## TASK OBJECTIVE
Could you transcribe every line of the data below without changing anything, leaving out any pictures?

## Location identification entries
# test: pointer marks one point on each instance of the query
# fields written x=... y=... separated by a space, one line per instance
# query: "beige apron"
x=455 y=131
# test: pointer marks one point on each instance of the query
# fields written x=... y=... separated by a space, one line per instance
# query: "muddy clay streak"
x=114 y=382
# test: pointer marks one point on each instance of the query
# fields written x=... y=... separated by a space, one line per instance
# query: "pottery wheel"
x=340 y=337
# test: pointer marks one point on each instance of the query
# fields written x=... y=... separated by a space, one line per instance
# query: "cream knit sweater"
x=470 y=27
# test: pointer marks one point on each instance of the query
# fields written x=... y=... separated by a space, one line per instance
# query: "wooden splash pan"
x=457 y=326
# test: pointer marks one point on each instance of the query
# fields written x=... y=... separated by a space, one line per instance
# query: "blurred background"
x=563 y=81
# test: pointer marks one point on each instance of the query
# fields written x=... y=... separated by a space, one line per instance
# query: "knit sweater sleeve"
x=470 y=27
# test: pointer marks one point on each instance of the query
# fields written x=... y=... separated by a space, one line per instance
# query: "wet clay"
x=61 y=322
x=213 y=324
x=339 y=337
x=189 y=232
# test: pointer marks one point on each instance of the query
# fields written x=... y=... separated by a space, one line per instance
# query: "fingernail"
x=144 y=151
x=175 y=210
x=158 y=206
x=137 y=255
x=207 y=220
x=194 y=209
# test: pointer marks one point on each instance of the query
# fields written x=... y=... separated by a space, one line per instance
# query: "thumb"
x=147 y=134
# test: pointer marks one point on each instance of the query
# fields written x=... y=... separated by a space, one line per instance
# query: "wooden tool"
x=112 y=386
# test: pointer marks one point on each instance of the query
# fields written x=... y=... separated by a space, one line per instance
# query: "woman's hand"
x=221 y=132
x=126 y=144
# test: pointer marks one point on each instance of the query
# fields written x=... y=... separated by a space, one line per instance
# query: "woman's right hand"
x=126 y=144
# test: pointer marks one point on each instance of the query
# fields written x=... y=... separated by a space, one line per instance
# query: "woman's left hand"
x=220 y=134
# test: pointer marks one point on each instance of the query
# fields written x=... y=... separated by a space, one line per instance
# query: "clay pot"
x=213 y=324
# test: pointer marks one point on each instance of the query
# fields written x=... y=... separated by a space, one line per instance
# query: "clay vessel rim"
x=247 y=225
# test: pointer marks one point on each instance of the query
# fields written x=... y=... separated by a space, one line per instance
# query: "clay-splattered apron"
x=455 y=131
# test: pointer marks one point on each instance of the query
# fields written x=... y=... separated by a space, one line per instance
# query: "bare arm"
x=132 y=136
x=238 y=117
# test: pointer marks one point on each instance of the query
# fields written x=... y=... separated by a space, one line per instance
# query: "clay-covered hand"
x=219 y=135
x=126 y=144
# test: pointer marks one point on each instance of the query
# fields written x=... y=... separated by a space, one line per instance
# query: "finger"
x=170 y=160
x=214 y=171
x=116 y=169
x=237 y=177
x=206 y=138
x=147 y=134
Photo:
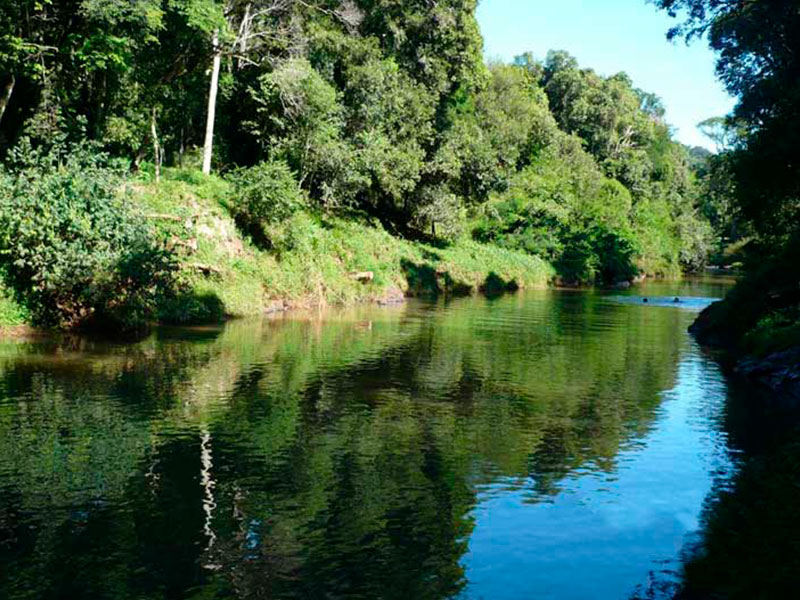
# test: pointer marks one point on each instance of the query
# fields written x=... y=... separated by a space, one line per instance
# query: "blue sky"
x=610 y=36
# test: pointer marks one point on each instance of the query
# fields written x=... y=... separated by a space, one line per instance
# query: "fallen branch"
x=363 y=276
x=204 y=269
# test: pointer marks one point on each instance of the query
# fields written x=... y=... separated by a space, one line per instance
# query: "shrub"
x=71 y=250
x=265 y=196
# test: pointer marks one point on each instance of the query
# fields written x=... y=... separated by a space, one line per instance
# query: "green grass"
x=228 y=274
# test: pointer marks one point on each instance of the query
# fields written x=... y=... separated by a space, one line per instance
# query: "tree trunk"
x=156 y=146
x=208 y=147
x=8 y=89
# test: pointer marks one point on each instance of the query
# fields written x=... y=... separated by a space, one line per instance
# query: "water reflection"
x=479 y=448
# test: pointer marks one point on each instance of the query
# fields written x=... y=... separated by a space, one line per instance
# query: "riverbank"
x=762 y=341
x=323 y=261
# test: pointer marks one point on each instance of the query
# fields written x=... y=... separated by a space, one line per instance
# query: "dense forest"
x=322 y=128
x=758 y=48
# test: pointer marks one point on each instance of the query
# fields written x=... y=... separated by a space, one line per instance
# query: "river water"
x=548 y=444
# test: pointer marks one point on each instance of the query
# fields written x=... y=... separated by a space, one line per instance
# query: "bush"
x=265 y=196
x=71 y=250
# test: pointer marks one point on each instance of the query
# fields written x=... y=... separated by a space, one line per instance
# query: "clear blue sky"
x=610 y=36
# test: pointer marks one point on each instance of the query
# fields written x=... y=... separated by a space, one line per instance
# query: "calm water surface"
x=550 y=444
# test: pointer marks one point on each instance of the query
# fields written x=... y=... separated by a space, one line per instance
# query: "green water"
x=550 y=444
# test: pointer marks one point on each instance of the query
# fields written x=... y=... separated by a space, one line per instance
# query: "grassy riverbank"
x=323 y=260
x=759 y=322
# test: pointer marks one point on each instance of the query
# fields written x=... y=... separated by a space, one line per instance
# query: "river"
x=555 y=444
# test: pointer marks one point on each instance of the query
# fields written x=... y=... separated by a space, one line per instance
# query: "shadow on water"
x=749 y=543
x=303 y=458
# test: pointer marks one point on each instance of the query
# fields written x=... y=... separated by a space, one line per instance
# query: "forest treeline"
x=758 y=49
x=308 y=110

## OUTPUT OF THE EXERCISE
# test: pointer marks one point on each instance of the query
# fields written x=... y=... separated by a space, one line per instance
# query: "beige apron"
x=455 y=131
# test: pointer marks one point on each instance of the query
# fields written x=... y=... separated by a space, one line per instance
# query: "muddy clay streak"
x=114 y=382
# test: pointer marks one point on each instance of the query
# fields written x=... y=... separated by a space, one line per instance
# query: "pottery wheel"
x=340 y=337
# test: pointer marks one point on each instance of the query
# fields written x=... y=... separated by a space, one line per instance
# query: "cream knit sweater"
x=470 y=27
# test: pointer marks one point on each instance of the query
# fields written x=... y=... separated by a space, one line per instance
# query: "wooden splash pan"
x=457 y=326
# test: pointer marks one point on each instance of the query
# fields written x=... y=... separated by a space, one line per instance
# query: "blurred background"
x=563 y=81
# test: pointer marks one point on each instance of the query
# fields written x=... y=... separated by a space, one line per instance
# query: "knit sweater sleeve"
x=470 y=27
# test: pointer marks one point on each instance of the query
# fields written x=... y=... separated by a space, one line per instance
# query: "wet clay"
x=61 y=322
x=213 y=324
x=339 y=337
x=189 y=232
# test: pointer marks one point on each instance of the query
# fields written x=... y=... separated by a space, one line per instance
# query: "fingernail"
x=144 y=151
x=175 y=210
x=158 y=206
x=137 y=255
x=207 y=220
x=194 y=209
# test: pointer marks one point on each instance of the query
# fields written x=... y=... separated by a space, one line per instance
# query: "thumb"
x=147 y=134
# test: pointer marks one point on each instance of the query
# fields written x=... y=... separated by a space, one line per instance
# query: "wooden tool"
x=112 y=386
# test: pointer marks one point on each instance of the query
# fields written x=... y=... separated by a space, one line per instance
# query: "woman's hand"
x=221 y=132
x=126 y=144
# test: pointer marks one point on each instance of the query
# fields written x=... y=... separated by a space, one line per instance
# query: "woman's right hand"
x=126 y=144
# test: pointer marks one point on each instance of the query
# fields written x=... y=... separated by a space, one line per instance
# query: "woman's left hand"
x=220 y=134
# test: pointer marks one point on each instance of the query
# fields written x=... y=... separated by a space, one line per instance
# query: "clay pot"
x=213 y=324
# test: pointer marks one point on each instance of the query
# fields written x=... y=... separated by a space, one line per instance
# query: "clay vessel rim"
x=247 y=225
# test: pointer marks one point on each instance of the query
# fields written x=... y=... separated by a space, one line per instance
# query: "clay-splattered apron"
x=455 y=131
# test: pointer marks one point on each instance of the query
# fields written x=... y=... separated by a space, one line per instance
# query: "bare arm"
x=132 y=136
x=238 y=117
# test: pointer marks one point on each instance of the query
# fields written x=... y=... separated by a space, one line per instance
# query: "clay-covered hand"
x=219 y=135
x=126 y=144
# test: pointer marks one point on each instance of the query
# fields written x=... y=... separated by a space, one line per instance
# query: "finger"
x=170 y=160
x=214 y=171
x=116 y=169
x=237 y=177
x=206 y=138
x=147 y=134
Photo:
# test: pointer marks one point on each instance of the query
# fields written x=... y=... separated by a space, one line per instance
# query: "blue sky"
x=610 y=36
# test: pointer marks one point on each instance of the query
# fields written x=... y=... separated by a space, one line per instance
# query: "fallen branch"
x=363 y=276
x=204 y=269
# test: pointer marks one point on each instance of the query
# fields written x=... y=... separated by a space, one line per instance
# query: "shrub"
x=71 y=250
x=265 y=196
# test: pointer marks one point on each instance of the query
# fields written x=... y=... separated by a space, one line per instance
# query: "green grass"
x=228 y=274
# test: pointer marks one point on each instance of the query
# fields written x=... y=... separated by a space, one line per instance
# query: "tree trunk"
x=156 y=146
x=208 y=147
x=8 y=89
# test: pointer marks one point on each instance of the query
# fields written x=... y=... separated by a space, one line per instance
# query: "water reflection"
x=479 y=448
# test: pointer marks one point on each instance of the query
# fields written x=... y=... separated by a space, one line per instance
# query: "riverbank"
x=762 y=341
x=323 y=261
# test: pointer marks one point on each instance of the query
# fields written x=... y=... separated by a space, one line per instance
# query: "dense forest"
x=322 y=128
x=758 y=48
# test: pointer marks one point on each instance of the query
# fields written x=... y=... separated by a space, one line per instance
# query: "river water"
x=548 y=444
# test: pointer marks one point on each instance of the query
# fields written x=... y=... separated by a space, one line per instance
# query: "bush"
x=265 y=196
x=71 y=250
# test: pointer marks one point on each instance of the query
# fields written x=... y=... separated by a space, one line per instance
# query: "clear blue sky"
x=610 y=36
# test: pointer marks one point on each instance of the query
# fields written x=... y=... separated by a space, one line per instance
# query: "calm water surface"
x=550 y=444
# test: pointer marks one point on each instance of the query
# fields written x=... y=... separated by a space, one line per instance
# query: "green water"
x=550 y=444
# test: pointer marks one point on each instance of the query
# fields written x=... y=... separated by a space, one line per instance
# query: "grassy riverbank"
x=323 y=260
x=759 y=322
# test: pointer marks one point on each instance of the query
# fields written x=... y=... separated by a space, one line per instance
# query: "river"
x=555 y=444
# test: pointer marks one point on each instance of the query
# fields written x=... y=... separated by a space, one line per instance
# query: "shadow on water"
x=749 y=543
x=303 y=458
# test: pointer marks one point on each instance of the query
# fields written x=... y=... separated by a space, one line per instance
# query: "forest treeline"
x=758 y=49
x=308 y=110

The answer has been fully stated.